How many lines in the records below contain the word "handle"? Reply with the number alone.

Rows from a pointing dataset:

□ □ □ □ □ □ □

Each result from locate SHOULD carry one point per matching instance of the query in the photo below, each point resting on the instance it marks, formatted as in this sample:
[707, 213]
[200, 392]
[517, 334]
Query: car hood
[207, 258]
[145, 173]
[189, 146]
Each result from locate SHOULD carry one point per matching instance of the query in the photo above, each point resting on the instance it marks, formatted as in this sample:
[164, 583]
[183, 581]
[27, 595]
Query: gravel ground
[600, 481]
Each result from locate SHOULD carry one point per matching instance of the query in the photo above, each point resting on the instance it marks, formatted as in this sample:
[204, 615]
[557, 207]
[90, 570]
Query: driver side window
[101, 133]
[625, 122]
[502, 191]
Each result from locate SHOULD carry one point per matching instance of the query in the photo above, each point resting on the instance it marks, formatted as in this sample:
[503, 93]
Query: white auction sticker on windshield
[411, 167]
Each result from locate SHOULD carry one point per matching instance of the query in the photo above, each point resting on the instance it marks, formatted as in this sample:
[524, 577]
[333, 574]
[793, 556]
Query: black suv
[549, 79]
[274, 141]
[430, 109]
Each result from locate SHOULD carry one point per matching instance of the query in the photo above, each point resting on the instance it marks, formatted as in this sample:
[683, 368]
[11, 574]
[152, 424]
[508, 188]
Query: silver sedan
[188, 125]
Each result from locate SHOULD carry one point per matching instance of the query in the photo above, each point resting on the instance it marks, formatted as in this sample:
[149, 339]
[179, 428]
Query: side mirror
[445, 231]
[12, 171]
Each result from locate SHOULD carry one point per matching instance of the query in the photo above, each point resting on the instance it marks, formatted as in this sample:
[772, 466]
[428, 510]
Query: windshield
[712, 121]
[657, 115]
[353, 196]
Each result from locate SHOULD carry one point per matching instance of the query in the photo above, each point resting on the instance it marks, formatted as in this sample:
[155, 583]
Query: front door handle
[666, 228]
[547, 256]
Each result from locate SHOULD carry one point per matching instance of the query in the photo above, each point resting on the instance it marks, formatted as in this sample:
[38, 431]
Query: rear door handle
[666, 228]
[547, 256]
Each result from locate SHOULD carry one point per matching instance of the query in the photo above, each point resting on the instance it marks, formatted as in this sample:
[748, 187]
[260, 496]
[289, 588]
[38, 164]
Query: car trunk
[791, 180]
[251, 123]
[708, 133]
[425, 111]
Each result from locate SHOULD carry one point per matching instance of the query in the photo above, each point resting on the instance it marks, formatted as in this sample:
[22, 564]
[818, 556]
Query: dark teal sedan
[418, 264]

□ □ □ □ □ □ □

## Finished answer
2